> [ФРАГМЕНТ ТЕКСТА]

Творческая встреча похожа на концерт. Но не на вечер классической музыки, а на выступление в клубе (атмосфера другая, шёпот громче, почти никто не спит). И то, что происходит на концертах, очень похоже на то, что я видела и слышала на прошедших двух мероприятиях. Есть список песен, которые исполняются каждый раз. Не обязательно самых популярных. Есть региональные отличия, например. Где-то больше любят одно, где-то меньше любят другое. И вопросы о смысле жизни, если уж на то пошло, похожи на такие просьбы сыграть любимую мелодию. Но писатель обычно не поёт и не танцует (не на творческой встрече, во всяком случае), поэтому его спрашивают: «Кто виноват? Что делать?» И в ответ – новое прочтение, аранжировка, импровизация на тему (то есть концерт джазовый). Основа-то обычно не меняется. То есть меняется, но редко.
И пусть список «любимых песен» не меняется, тематика – вот самое интересное.
Начинается всё, немаловероятно, ещё со школы. Это там ищут смысл жизни в произведениях Солженицына, Чехова и Толстого (преимущественно – Льва Николаевича). Если класс гуманитарный, то ещё и до Хайдеггера могут добраться. То есть даже не до Сартра и Камю. В ту же кучу – поиски счастья. И ведь нельзя ограничиться дежурными фразами, надо в эти фразы что-то добавить, глубокомысленных суждений из каких-нибудь критических статей, списков синонимов, чтобы растянуть всё хотя бы на пару страниц. А лучше на десять. Тяжёлое испытание. Видимо, не проходит это бесследно. Нельзя так с неокрепшей детской психикой поступать.
Или нашего человека действительно это интересует. Ночами не спит, о Судьбах России думает, вглядывается в туманное будущее. Услышал или где прочитал, что «прошлое России удивительно, настоящее прекрасно, будущее же выше всяких представлений», и всякий покой потерял. Это же почти как размеры Вселенной представить. Объять необъятное, впихнуть невпихуемое.
Или это наивность. С наивностью ничего не поделаешь. Она или умиляет, или раздражает.
Или это универсальный набор вопросов на все случаи жизни, проверенных временем, качественных, философских, которые всегда и везде хороши (которые ещё со школы забыть невозможно), давно пора издавать сборником. Думать самому не надо, опять же. И можно что-то умное услышать в ответ. А ещё лучше – получить руководство к действию. Действовать при этом не обязательно.
Задают такие вопросы не всем. У соседа ведь не спросишь про перспективы развития сельского хозяйства и экономики на ближайшие десять (лучше двадцать) лет. Про школьную реформу – ещё хоть как-то, но не про перспективы же. Только если сосед – личность выдающаяся, известная хотя бы в узких кругах, но зато известная широко. Тогда можно. Но лучше у кого-нибудь ещё. У кого-то популярного, медийного. Раз человек прославился, что-то в нём есть, что-то он такое знает.

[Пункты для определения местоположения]
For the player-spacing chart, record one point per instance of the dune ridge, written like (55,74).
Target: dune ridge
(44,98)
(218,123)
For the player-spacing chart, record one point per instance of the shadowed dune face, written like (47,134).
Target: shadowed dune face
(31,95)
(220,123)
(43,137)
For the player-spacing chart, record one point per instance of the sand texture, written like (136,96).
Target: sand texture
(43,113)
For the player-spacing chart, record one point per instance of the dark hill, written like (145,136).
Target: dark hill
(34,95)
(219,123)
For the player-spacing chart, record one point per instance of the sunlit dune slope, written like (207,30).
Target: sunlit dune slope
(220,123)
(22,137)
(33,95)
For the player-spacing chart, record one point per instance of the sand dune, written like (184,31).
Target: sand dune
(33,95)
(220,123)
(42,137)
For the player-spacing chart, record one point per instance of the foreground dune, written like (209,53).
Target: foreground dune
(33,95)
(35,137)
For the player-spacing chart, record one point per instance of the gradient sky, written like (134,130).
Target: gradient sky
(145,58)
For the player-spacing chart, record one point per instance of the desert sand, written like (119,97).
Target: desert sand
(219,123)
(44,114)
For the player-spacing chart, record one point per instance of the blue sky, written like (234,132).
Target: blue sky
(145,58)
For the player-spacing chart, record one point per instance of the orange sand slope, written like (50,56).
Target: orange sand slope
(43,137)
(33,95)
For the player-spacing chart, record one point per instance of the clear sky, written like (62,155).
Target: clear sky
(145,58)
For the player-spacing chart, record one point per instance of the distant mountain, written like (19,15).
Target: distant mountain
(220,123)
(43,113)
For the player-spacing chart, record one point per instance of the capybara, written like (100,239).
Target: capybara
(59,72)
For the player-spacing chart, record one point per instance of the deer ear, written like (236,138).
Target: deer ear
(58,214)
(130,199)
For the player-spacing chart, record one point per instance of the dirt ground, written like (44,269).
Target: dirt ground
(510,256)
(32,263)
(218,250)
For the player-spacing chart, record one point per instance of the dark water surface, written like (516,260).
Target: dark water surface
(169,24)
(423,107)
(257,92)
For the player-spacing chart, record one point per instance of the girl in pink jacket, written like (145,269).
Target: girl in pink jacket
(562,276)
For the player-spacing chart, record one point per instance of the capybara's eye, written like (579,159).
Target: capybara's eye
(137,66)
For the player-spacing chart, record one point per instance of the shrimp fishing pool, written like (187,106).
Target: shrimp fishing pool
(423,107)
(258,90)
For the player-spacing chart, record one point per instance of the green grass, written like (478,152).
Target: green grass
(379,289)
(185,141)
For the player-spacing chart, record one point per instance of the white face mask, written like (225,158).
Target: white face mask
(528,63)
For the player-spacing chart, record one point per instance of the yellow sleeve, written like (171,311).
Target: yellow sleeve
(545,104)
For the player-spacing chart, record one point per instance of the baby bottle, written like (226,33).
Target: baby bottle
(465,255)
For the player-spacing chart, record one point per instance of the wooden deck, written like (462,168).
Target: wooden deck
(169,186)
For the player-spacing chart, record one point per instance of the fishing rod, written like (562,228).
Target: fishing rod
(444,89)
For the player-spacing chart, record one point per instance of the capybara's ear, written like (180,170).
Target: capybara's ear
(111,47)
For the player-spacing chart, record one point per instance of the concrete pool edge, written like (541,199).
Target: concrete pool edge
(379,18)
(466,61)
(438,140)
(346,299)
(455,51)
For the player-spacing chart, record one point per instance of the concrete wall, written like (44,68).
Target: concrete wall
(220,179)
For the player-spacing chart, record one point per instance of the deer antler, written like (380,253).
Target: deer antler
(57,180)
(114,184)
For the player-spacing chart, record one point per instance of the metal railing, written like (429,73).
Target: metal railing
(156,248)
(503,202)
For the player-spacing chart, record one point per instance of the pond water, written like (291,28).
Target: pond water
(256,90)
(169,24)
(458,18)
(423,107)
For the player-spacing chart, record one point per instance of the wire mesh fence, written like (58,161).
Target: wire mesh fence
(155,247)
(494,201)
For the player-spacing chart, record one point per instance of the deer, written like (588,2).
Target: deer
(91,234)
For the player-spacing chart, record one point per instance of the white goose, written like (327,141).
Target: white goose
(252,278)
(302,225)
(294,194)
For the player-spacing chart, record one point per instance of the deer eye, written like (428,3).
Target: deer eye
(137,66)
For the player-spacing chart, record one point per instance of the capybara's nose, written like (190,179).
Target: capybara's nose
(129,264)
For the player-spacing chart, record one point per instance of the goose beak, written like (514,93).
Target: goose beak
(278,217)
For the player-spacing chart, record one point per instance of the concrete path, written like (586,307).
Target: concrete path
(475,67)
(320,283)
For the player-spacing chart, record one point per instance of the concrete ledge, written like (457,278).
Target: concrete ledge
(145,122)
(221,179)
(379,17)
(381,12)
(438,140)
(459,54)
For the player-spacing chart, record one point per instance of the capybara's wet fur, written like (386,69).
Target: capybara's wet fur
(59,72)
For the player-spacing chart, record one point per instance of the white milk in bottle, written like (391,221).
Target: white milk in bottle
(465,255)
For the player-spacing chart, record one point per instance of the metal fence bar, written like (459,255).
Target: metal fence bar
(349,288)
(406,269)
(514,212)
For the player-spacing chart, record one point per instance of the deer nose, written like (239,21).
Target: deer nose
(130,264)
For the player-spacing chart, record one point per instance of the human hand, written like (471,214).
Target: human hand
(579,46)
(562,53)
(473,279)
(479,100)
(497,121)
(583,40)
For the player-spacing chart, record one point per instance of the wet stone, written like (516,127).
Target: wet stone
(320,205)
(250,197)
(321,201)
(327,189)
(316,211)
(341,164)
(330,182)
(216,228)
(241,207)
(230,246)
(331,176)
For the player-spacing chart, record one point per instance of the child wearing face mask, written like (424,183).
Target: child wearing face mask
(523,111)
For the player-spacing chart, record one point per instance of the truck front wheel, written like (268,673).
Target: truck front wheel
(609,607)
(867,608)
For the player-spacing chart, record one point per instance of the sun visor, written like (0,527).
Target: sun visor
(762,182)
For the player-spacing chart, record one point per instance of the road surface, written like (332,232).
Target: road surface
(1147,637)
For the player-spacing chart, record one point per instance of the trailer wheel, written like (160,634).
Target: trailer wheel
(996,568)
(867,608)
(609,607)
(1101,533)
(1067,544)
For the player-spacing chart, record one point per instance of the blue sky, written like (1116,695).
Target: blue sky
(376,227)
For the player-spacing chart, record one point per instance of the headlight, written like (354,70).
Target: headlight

> [ИНСТРУКЦИИ К ЗАДАНИЯМ]
(a) Выпишите, пожалуйста, из фрагмента текста отрывок от слов «Или нашего человека» до слов «умиляет, или раздражает.».
(b) Определите, соответствуют ли фрагменту текста утверждения (i), (ii) и (iii). Для каждого ответьте «да» или «нет» и приведите решающие слова текста дословно.
(i) Творческая встреча похожа на вечер классической музыки.
(ii) В школе смысл жизни ищут в произведениях Солженицына, Чехова и Толстого.
(iii) Писатель на творческой встрече обычно поёт и танцует.
(c) С чем во фрагменте текста сравниваются вопросы о смысле жизни?

> [ОТВЕТЫ ПО ЗАДАНИЯМ]
(a)
Или нашего человека действительно это интересует. Ночами не спит, о Судьбах России думает, вглядывается в туманное будущее. Услышал или где прочитал, что «прошлое России удивительно, настоящее прекрасно, будущее же выше всяких представлений», и всякий покой потерял. Это же почти как размеры Вселенной представить. Объять необъятное, впихнуть невпихуемое.
Или это наивность. С наивностью ничего не поделаешь. Она или умиляет, или раздражает.

(b)
(i) Нет: «Но не на вечер классической музыки, а на выступление в клубе».
(ii) Да: «Это там ищут смысл жизни в произведениях Солженицына, Чехова и Толстого».
(iii) Нет: «Но писатель обычно не поёт и не танцует».

(c) С просьбами сыграть любимую мелодию.